Give the data again exactly as it appears.

[Referring expression pointing data]
▼
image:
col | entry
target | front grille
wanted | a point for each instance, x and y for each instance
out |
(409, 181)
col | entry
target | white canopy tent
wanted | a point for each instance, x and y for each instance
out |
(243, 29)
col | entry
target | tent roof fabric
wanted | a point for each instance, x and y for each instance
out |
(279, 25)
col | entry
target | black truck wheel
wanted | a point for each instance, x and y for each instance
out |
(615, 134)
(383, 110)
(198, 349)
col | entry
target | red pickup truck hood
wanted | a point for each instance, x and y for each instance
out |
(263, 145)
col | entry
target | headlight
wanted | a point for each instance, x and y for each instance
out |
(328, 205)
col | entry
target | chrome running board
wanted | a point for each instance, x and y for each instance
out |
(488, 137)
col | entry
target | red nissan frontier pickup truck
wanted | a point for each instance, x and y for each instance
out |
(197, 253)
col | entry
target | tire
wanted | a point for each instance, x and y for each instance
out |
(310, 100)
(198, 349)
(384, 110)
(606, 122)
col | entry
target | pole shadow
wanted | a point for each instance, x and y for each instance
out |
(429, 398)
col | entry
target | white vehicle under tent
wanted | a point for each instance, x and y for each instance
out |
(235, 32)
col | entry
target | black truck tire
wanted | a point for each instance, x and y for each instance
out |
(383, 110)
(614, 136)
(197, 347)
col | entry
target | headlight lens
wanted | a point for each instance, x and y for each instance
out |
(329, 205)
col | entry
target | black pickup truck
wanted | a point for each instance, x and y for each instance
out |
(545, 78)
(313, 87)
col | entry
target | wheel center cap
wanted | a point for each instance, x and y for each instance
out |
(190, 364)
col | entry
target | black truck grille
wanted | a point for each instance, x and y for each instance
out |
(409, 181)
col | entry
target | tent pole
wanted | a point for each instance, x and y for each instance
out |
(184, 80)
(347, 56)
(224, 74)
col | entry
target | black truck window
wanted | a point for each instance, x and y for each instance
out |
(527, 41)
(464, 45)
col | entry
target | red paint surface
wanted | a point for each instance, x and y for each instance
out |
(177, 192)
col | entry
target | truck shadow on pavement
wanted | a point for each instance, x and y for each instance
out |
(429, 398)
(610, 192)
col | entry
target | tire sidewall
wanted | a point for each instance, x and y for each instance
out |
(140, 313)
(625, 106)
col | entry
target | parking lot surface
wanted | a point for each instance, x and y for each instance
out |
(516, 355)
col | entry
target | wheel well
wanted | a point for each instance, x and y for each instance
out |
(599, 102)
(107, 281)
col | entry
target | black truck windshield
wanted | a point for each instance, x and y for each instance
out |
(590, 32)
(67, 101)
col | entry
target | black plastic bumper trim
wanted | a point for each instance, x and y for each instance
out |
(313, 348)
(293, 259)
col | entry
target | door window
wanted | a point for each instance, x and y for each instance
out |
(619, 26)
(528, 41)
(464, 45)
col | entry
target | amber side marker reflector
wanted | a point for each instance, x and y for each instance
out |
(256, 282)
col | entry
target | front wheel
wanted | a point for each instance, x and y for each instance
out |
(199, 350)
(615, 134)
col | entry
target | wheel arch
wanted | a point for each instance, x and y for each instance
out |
▲
(Response to the task):
image:
col | entry
target | front grille
wanted | a point for each instance, x and y for each instance
out |
(409, 181)
col | entry
target | white canopy tent
wanted | a point for each instance, x and y for each instance
out |
(243, 29)
col | entry
target | tent roof fabric
wanted | a point for each instance, x and y for each instance
out |
(279, 25)
col | entry
target | black truck wheel
wanted | a point for each instance, x and y for each instance
out |
(615, 134)
(383, 110)
(198, 349)
col | entry
target | red pickup truck hood
wanted | a point for each instance, x and y for each instance
out |
(263, 145)
col | entry
target | headlight
wanted | a point for each instance, x and y for each instance
out |
(328, 205)
col | entry
target | chrome running board
wanted | a point for each instance, x and y for each instance
out |
(488, 137)
col | entry
target | red nissan frontier pickup truck
wanted | a point for each instance, x and y for each instance
out |
(197, 253)
col | entry
target | tire
wanted | a point for each instance, x and y for each instance
out |
(310, 100)
(198, 349)
(384, 110)
(606, 122)
col | entry
target | pole shadow
wanted | a point for each instance, x and y for each instance
out |
(429, 398)
col | entry
target | white vehicle under tent
wanted | a point for each instance, x and y for each instance
out |
(235, 32)
col | entry
target | black truck tire
wanted | a point for each instance, x and y for each instance
out |
(383, 110)
(614, 136)
(197, 347)
col | entry
target | headlight lens
wanted | a point for each instance, x and y for each instance
out |
(329, 205)
col | entry
target | black pickup truck
wanted | a point for each instance, x and y for each instance
out |
(545, 78)
(313, 87)
col | entry
target | wheel center cap
wanted | a point for each instance, x and y for each instance
out |
(190, 364)
col | entry
target | black truck grille
wanted | a point for each instance, x and y for each instance
out |
(409, 181)
col | entry
target | tent pole
wanted | a point for each instance, x and y for each instance
out |
(184, 80)
(347, 56)
(224, 74)
col | entry
target | black truck window
wanted | a point for each instance, x and y for each instance
out |
(527, 41)
(464, 45)
col | entry
target | red paint surface
wanted | a point for each instance, x and y for each instance
out |
(177, 192)
col | entry
target | truck shadow on pavement
wanted | a point for each instance, x and y for each instance
out |
(429, 398)
(610, 192)
col | entry
target | tire sidewall
wanted | a point for each instance, x and y for each instance
out |
(140, 313)
(625, 106)
col | entry
target | parking lot surface
wanted | a point for each instance, x and y for each instance
out |
(516, 355)
col | entry
target | wheel well
wanted | a point for each instance, x and y for each instance
out |
(599, 102)
(107, 281)
col | entry
target | black truck windshield
wanted | a point for each instance, x and y for each instance
out |
(590, 32)
(67, 101)
col | entry
target | black plastic bumper trim
wanted | a point for each instance, x and y for each instance
out |
(313, 348)
(293, 259)
col | entry
target | door window
wanted | a point for each instance, x and y for each instance
out |
(619, 26)
(528, 41)
(464, 45)
col | entry
target | amber side marker reflector
wanted | a point for each instance, x and y for each instance
out |
(256, 282)
col | entry
target | front wheel
wanted | a point for each instance, x and y for each instance
out |
(199, 350)
(615, 134)
col | entry
target | wheel arch
wanted | a point for each instance, x and y for each instance
out |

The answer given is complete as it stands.